# What you should do
Reproduce the following listing verbatim, line for line.

[Start Records]

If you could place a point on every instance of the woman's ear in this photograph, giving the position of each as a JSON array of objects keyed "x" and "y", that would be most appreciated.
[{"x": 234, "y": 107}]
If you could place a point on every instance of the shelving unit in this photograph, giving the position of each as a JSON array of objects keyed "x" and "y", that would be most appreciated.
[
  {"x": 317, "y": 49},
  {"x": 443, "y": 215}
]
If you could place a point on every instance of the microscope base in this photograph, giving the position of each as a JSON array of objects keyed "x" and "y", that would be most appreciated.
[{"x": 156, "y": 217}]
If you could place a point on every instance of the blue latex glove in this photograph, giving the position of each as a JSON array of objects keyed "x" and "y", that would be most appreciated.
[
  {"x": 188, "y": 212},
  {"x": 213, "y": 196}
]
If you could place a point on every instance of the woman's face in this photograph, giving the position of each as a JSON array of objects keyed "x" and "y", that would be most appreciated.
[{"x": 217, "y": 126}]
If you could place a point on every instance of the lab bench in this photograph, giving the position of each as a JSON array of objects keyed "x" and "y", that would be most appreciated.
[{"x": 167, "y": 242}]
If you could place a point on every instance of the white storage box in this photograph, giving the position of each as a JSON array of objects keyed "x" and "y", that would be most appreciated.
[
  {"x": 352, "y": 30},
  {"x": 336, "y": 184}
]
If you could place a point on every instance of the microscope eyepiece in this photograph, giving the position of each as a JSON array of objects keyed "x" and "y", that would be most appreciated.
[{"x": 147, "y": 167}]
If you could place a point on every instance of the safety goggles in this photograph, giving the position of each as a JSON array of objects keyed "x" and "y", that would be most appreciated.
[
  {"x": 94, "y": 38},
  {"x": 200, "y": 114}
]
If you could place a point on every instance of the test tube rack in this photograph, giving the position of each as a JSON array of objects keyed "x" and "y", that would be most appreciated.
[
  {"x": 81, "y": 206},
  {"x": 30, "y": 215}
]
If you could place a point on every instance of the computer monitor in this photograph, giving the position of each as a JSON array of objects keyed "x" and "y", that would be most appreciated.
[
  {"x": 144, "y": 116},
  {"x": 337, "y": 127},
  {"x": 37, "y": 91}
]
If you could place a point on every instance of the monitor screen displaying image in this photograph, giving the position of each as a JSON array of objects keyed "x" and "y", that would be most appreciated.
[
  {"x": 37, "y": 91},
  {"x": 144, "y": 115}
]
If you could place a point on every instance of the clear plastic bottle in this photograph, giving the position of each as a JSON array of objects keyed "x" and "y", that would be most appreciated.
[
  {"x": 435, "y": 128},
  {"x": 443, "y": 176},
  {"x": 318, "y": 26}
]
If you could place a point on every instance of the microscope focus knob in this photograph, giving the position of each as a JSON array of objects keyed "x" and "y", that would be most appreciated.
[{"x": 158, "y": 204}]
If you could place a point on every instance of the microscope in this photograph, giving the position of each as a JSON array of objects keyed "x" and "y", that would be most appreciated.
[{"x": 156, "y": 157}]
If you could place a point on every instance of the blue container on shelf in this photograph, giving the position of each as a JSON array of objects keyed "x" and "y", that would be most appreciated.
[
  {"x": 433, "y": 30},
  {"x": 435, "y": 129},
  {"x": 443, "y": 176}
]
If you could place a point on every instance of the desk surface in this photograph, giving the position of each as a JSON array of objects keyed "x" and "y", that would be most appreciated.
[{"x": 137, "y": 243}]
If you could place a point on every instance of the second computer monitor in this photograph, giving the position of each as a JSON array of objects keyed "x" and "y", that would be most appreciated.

[End Records]

# Answer to the task
If you could place a point on every instance of the woman's ear in this photograph, giving the position of each as a JSON array of objects keyed "x" and "y", that would be most appreciated.
[{"x": 234, "y": 107}]
If you could place a point on every instance of the shelving unit in this photograph, giving the position of each as a JSON array of objects keyed "x" and "y", that would be most appreciated.
[
  {"x": 317, "y": 49},
  {"x": 443, "y": 215}
]
If you could place a point on every instance of the microscope base in this photograph, giving the position of each as a JSON array of objects keyed "x" and "y", that would be most appreciated.
[{"x": 156, "y": 217}]
If you could place a point on every instance of the blue latex glove in this photograph, giving the position of each as a JSON array of objects keyed "x" and "y", that would be most appreciated.
[
  {"x": 188, "y": 212},
  {"x": 213, "y": 196}
]
If you could place a point on every instance of the woman's face in this photograph, giving the position of each as a JSON array of objects keyed "x" and "y", that would be most appreciated.
[{"x": 217, "y": 126}]
If you could place a point on every instance of the lab bench in this photograph, giving the position of each as a JSON array of objects keyed "x" and "y", that would be most appreciated.
[{"x": 167, "y": 242}]
If you could place a point on every instance of the white storage box in this photograph, giving the position of each as a JSON array of objects keyed "x" and "y", that would be most appreciated.
[
  {"x": 352, "y": 30},
  {"x": 336, "y": 184}
]
If you could place a point on every instance of the microscope eyepiece in this photograph, giving the position of each as a JSON array of objects keyed "x" and "y", that would be most appreciated.
[{"x": 147, "y": 167}]
If you could place a point on every instance of the safety goggles in this photograph, giving the position of each as a JSON array of objects keyed "x" and "y", that would be most appreciated.
[
  {"x": 94, "y": 38},
  {"x": 200, "y": 114}
]
If you could place a point on every instance of the test tube rack in this photograph, giving the position of each as a JSON array of objects keyed "x" and "y", that would be most appreciated.
[
  {"x": 81, "y": 206},
  {"x": 30, "y": 215}
]
If you could place a point on every instance of the computer monitor in this photograph, giving the position of each as a JSON array of objects keyed "x" and "y", that would be most appreciated.
[
  {"x": 144, "y": 116},
  {"x": 337, "y": 127},
  {"x": 37, "y": 91}
]
If you could place a point on every instance of the monitor screen displaying image in this photograph, giving the position of each as a JSON array of objects keyed "x" and "y", that would be most appreciated.
[
  {"x": 37, "y": 91},
  {"x": 144, "y": 115}
]
If you could place a point on every instance of the clear plastic bottle in this photograph, giving the position of each as a JSON array of objects keyed "x" and "y", that would be most appreciated.
[
  {"x": 435, "y": 128},
  {"x": 443, "y": 176},
  {"x": 318, "y": 26}
]
If you could place a point on every instance of the microscope focus knob in this photograph, giving the position of each as a JSON array of objects keyed "x" and "y", that would be most appreciated.
[{"x": 158, "y": 204}]
If you could place a point on every instance of the microscope in this photograph, giving the position of each as a JSON array of objects keyed "x" and "y", that would be most appreciated.
[{"x": 156, "y": 157}]
If you could place a point on every instance of the blue container on shelf in this photograph, giving the position of each as a JSON array of objects keyed "x" and "y", that would be most appreciated.
[
  {"x": 433, "y": 30},
  {"x": 435, "y": 129},
  {"x": 443, "y": 176}
]
If you could place a point on every instance of the desk surface in this photograph, giving the position of each as a JSON array of objects keyed "x" and "y", that would be most appreciated.
[{"x": 137, "y": 243}]
If you could place a point on every instance of the second computer monitor in this photograph, giving the position of each as a JSON array of objects keyed "x" and "y", that would be most appreciated.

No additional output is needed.